** BEGIN EXCERPTED TEXT **

You might have noticed the title of the book Big Daddy Keane is reading to his little ankle-biters, Rat and Pig Get Lost, which is an installment in a good-natured back and forth between the Family Circus and Pearls Before Swine. More intriguing, though, is what this cartoon reveals about the Keane Kids: not only are they illiterate, but they can’t even sit still to be read aloud to, and rather will wander in the direction of the hypnotic, glowing picture box, the better to move their brains past their current gelatinous state and straight on into liquidity.

Mary Worth, 7/19/09

While this installment might seem to be taking place immediately on the heels of yesterday’s, with Mary tidying up and thought-ballooning like mad and Delilah wandering aimlessly around the grounds, note that both ladies have changed into completely different (though still hideous) outfits, so this could be days or months later. But apparently enough time has passed that Delilah is finally ready to make a call … to her dealer, if her freakishly enlarged pupils are any indication.

Slylock Fox, 7/19/09

The main mystery panel in today’s strip is fairly bland — another fox-mouse double date leading up to some drunken partner-swapping that the radical differences in size will make incredibly awkward — but I’m pretty intrigued by the scene over in Six Differences. Are the woodland herbivores engaging in some kind of Druid ritual to call down a lightning strike against their predator-enemy, the terrible wolf? I hope the pagan magic will keep the beavers safe, as I’m not sure the open water is the best place to be in a thunderstorm.

** END EXCERPTED TEXT **

[BRIEF A] Reproduce the comic-strip commentary above in full, word for word.

** BEGIN STORED RECORDS **

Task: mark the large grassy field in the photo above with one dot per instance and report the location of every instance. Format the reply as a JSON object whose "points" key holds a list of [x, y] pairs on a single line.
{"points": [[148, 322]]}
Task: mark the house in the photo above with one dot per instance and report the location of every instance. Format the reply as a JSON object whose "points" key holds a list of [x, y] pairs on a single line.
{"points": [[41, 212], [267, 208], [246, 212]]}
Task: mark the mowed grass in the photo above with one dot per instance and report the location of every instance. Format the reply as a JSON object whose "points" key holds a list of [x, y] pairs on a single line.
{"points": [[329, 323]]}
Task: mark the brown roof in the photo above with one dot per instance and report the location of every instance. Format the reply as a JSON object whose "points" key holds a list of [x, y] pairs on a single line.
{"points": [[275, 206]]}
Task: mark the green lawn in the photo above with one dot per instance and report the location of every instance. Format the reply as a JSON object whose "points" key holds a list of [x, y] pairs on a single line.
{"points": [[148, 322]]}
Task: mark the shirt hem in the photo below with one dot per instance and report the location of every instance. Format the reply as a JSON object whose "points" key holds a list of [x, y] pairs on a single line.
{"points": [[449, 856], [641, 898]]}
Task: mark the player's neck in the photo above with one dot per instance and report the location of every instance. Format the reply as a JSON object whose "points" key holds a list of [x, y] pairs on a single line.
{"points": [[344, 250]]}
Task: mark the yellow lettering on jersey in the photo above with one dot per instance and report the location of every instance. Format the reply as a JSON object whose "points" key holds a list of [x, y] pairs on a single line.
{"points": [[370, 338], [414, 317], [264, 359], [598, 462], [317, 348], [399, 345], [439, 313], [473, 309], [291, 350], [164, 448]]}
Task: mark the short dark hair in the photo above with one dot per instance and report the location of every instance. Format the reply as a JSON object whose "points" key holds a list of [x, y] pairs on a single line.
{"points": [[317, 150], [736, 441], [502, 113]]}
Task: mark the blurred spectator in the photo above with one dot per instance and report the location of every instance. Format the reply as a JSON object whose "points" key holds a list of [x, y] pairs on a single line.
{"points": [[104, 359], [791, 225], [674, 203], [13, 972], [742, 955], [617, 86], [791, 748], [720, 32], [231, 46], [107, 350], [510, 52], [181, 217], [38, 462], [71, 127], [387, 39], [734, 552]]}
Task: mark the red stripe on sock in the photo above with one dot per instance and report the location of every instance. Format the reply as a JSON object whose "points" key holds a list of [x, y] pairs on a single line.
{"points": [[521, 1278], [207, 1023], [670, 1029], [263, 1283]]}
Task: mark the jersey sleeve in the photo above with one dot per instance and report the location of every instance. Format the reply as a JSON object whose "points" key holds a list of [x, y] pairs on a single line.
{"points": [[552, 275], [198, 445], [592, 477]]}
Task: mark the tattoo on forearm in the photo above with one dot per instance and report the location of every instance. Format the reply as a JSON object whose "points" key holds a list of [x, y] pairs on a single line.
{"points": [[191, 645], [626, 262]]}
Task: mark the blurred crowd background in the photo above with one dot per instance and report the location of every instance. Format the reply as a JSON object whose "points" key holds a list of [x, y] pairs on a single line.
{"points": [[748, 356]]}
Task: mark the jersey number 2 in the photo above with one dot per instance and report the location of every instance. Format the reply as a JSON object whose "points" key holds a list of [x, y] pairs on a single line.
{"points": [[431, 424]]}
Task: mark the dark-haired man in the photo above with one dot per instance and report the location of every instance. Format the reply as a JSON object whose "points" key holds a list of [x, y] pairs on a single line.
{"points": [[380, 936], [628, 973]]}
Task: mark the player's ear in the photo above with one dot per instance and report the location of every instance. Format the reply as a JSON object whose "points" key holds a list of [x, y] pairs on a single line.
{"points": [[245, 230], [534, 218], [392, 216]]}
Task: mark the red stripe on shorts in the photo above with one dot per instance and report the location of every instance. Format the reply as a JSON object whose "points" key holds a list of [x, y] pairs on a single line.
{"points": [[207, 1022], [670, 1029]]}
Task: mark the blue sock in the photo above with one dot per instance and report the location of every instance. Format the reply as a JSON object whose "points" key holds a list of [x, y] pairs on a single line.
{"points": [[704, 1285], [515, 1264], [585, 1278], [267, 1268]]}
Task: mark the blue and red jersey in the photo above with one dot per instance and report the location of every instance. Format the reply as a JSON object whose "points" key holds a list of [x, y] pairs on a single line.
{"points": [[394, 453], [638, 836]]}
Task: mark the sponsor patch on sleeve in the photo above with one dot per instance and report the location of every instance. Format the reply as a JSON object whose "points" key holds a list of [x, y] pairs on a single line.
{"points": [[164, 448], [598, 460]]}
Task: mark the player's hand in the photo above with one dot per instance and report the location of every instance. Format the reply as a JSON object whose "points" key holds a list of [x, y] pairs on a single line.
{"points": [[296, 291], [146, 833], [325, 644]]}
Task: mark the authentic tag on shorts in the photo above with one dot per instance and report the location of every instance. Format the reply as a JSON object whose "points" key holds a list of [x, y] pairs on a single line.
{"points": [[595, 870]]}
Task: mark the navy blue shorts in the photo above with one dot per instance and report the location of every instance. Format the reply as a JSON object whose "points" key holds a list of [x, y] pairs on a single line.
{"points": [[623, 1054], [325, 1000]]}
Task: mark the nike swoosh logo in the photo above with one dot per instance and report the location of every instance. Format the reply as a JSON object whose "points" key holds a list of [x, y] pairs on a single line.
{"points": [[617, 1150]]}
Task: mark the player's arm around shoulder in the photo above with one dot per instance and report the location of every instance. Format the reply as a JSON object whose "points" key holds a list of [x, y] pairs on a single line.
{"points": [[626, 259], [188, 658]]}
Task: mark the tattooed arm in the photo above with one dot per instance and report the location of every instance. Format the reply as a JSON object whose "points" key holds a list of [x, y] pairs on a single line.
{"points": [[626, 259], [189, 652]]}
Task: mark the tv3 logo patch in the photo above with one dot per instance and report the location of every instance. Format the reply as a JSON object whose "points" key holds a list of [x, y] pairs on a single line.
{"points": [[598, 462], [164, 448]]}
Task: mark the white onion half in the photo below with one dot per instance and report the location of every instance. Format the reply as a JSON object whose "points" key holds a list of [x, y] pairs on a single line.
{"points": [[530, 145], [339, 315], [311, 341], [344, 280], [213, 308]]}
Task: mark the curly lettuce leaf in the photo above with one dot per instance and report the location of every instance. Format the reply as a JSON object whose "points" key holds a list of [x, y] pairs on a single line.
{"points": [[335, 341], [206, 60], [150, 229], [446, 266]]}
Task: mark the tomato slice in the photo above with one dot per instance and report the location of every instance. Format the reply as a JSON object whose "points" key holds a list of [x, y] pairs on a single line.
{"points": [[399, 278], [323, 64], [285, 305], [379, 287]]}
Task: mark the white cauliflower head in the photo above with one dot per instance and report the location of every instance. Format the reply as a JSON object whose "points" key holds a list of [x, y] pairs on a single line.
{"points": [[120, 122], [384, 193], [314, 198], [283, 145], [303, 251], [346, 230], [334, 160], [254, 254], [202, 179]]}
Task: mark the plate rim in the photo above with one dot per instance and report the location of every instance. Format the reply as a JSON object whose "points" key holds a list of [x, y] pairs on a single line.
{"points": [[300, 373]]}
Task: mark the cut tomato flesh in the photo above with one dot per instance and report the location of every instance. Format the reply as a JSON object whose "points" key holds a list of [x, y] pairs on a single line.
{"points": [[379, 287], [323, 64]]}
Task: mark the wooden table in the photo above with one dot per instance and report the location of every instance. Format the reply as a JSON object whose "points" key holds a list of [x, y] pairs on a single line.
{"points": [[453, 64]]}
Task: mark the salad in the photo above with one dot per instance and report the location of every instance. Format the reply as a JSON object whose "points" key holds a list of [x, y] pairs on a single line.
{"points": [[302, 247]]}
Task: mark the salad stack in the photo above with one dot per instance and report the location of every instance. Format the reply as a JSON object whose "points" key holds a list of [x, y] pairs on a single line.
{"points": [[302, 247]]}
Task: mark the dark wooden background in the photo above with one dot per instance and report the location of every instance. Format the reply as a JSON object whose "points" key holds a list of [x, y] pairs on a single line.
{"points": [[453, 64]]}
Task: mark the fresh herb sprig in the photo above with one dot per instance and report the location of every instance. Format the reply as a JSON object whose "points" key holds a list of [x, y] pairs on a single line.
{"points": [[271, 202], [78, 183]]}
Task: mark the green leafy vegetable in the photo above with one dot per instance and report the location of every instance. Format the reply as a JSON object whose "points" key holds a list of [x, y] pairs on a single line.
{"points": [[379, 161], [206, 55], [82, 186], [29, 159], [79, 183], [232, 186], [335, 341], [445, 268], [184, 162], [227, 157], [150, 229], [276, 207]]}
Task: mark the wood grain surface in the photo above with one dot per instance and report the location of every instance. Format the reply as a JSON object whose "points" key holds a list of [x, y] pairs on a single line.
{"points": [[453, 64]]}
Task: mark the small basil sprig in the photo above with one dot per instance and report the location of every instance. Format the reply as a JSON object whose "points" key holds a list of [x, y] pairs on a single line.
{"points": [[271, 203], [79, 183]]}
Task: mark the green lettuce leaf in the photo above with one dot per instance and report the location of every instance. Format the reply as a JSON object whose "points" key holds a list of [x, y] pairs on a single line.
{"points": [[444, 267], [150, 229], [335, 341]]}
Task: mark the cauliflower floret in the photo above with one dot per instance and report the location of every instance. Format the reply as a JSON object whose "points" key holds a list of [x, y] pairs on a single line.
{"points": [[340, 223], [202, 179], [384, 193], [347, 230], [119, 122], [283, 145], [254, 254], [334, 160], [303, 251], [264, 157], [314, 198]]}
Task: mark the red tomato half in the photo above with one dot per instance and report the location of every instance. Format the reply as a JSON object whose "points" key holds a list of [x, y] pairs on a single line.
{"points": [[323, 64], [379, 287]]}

** END STORED RECORDS **

[BRIEF B] Find each line in the records that contains the word "sock", and copy all of those lines.

[PROBLEM SOLUTION A]
You might have noticed the title of the book Big Daddy Keane is reading to his little ankle-biters, Rat and Pig Get Lost, which is an installment in a good-natured back and forth between the Family Circus and Pearls Before Swine. More intriguing, though, is what this cartoon reveals about the Keane Kids: not only are they illiterate, but they can’t even sit still to be read aloud to, and rather will wander in the direction of the hypnotic, glowing picture box, the better to move their brains past their current gelatinous state and straight on into liquidity.

Mary Worth, 7/19/09

While this installment might seem to be taking place immediately on the heels of yesterday’s, with Mary tidying up and thought-ballooning like mad and Delilah wandering aimlessly around the grounds, note that both ladies have changed into completely different (though still hideous) outfits, so this could be days or months later. But apparently enough time has passed that Delilah is finally ready to make a call … to her dealer, if her freakishly enlarged pupils are any indication.

Slylock Fox, 7/19/09

The main mystery panel in today’s strip is fairly bland — another fox-mouse double date leading up to some drunken partner-swapping that the radical differences in size will make incredibly awkward — but I’m pretty intrigued by the scene over in Six Differences. Are the woodland herbivores engaging in some kind of Druid ritual to call down a lightning strike against their predator-enemy, the terrible wolf? I hope the pagan magic will keep the beavers safe, as I’m not sure the open water is the best place to be in a thunderstorm.

[PROBLEM SOLUTION B]
Task: mark the red stripe on sock in the photo above with one dot per instance and report the location of every instance. Format the reply as a JSON object whose "points" key holds a list of [x, y] pairs on a single line.
Task: mark the blue sock in the photo above with one dot per instance and report the location of every instance. Format the reply as a JSON object whose "points" key holds a list of [x, y] pairs on a single line.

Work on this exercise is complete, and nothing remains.